*** Begin section ***
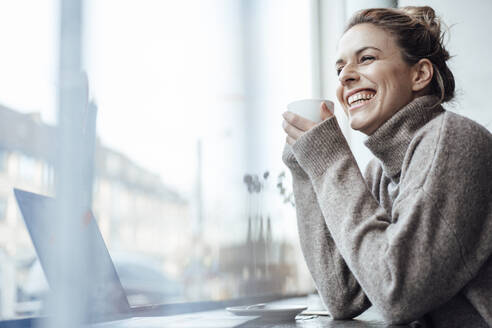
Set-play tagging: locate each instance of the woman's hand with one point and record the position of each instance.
(295, 126)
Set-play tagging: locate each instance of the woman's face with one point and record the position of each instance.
(375, 81)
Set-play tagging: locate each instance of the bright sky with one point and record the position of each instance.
(163, 73)
(153, 91)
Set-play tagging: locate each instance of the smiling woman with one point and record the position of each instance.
(412, 237)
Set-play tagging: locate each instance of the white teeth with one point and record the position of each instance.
(359, 96)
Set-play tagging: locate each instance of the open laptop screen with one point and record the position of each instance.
(105, 295)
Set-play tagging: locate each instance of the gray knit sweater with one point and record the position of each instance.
(413, 237)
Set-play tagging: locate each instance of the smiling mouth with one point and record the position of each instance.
(361, 98)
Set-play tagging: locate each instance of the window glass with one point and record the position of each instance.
(189, 191)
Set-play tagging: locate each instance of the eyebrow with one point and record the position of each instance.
(340, 60)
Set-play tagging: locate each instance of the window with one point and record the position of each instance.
(3, 160)
(3, 209)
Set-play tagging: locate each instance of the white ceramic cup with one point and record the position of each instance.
(310, 108)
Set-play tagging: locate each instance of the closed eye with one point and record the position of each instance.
(339, 70)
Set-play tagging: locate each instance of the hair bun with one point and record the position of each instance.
(426, 16)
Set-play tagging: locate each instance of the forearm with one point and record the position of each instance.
(404, 260)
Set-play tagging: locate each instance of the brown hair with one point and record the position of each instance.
(417, 31)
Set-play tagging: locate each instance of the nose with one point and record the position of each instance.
(348, 75)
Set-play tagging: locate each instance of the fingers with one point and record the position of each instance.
(297, 121)
(325, 111)
(291, 130)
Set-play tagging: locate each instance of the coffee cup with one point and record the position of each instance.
(310, 108)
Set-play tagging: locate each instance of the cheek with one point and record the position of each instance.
(339, 93)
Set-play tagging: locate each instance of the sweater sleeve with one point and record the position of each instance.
(338, 288)
(411, 260)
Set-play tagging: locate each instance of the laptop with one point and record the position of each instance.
(107, 302)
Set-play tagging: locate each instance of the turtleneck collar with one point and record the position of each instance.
(390, 141)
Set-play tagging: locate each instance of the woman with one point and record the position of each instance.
(413, 237)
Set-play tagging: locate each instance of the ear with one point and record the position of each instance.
(423, 71)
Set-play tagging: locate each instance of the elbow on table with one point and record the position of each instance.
(345, 312)
(398, 315)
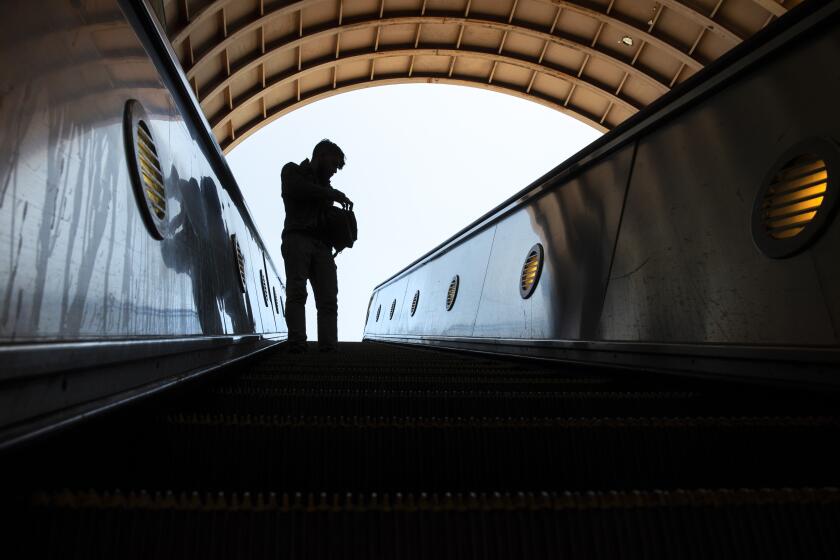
*** End section ***
Transcribe each entry above exactly, apart from the pictures.

Set-play tagging: locate each instance of the woman's hand with one point and record the position of each instance.
(295, 126)
Set-play tagging: locate each instance of the woman's face with one point and record the position of each instance.
(375, 81)
Set-play tagging: locate each instance of the bright sky with one point and record the position of each instance.
(163, 73)
(153, 91)
Set-play tagging: locate each instance of the smiling woman with one point and record the position of each instance.
(412, 237)
Set-play tagging: locate each instance of the white teeth with one point and record the position of each instance.
(359, 96)
Set-play tagging: locate each instance of the open laptop screen with one point and record the position of each instance.
(105, 295)
Set-play tagging: locate each instance of the gray knit sweater with one point and record the position of each instance.
(413, 237)
Set-play tagging: locate each instance of the smiling mouth with one point and record the position of each instance.
(361, 98)
Set-play tagging: locate each instance of the window glass with one point and record the position of each instance.
(189, 191)
Set-play tagging: locate each instance of the eyebrow with one point and record the position of each instance.
(340, 60)
Set-play tagging: locate each instance of the window with one point and record the position of each instance.
(3, 160)
(3, 209)
Set-play tagging: locate each instance of the white ceramic cup with one point and record the position of each instance.
(310, 108)
Set-play tagging: locate each instance of the closed eye with one point and record the position of each instance.
(339, 70)
Set-play tagging: locate each instance of the hair bun with one point and record the position of each instance.
(426, 16)
Set-play tagging: locate each instance of the forearm with one point and record the position of each instance.
(404, 260)
Set-play tagging: locate each instance of the brown hair with one point and record the position of each instance.
(417, 31)
Set-play tagging: locate each instance of the nose with one point and record the position of each instance.
(348, 75)
Set-play tagging: locate each instance of the fingers with one point and record the position of each instance.
(297, 121)
(325, 111)
(291, 130)
Set-play tagging: locate each instance of the coffee cup with one point and record the position of each instance.
(310, 108)
Set-play tagging: locate each instance of the cheek with one point and record the position of each instance.
(339, 93)
Set-play tagging: locate each instance of the sweater sleeve with one point and record the position of each instance.
(338, 288)
(411, 260)
Set-play tagging: locate each instance of the laptop with one point and record the position of each instance.
(107, 302)
Set-play tagging: locate each instance of the turtleneck collar with one point and record the position of each instance.
(390, 141)
Set-play tagging: locate each instance of the woman with one point and record the position of each instance.
(413, 237)
Set-play tagging: locate each instance of the ear with one point and record the position of each instance.
(423, 71)
Set-play tagging: locate each instance of the elbow on table with one point and record the position of each instance.
(345, 312)
(398, 315)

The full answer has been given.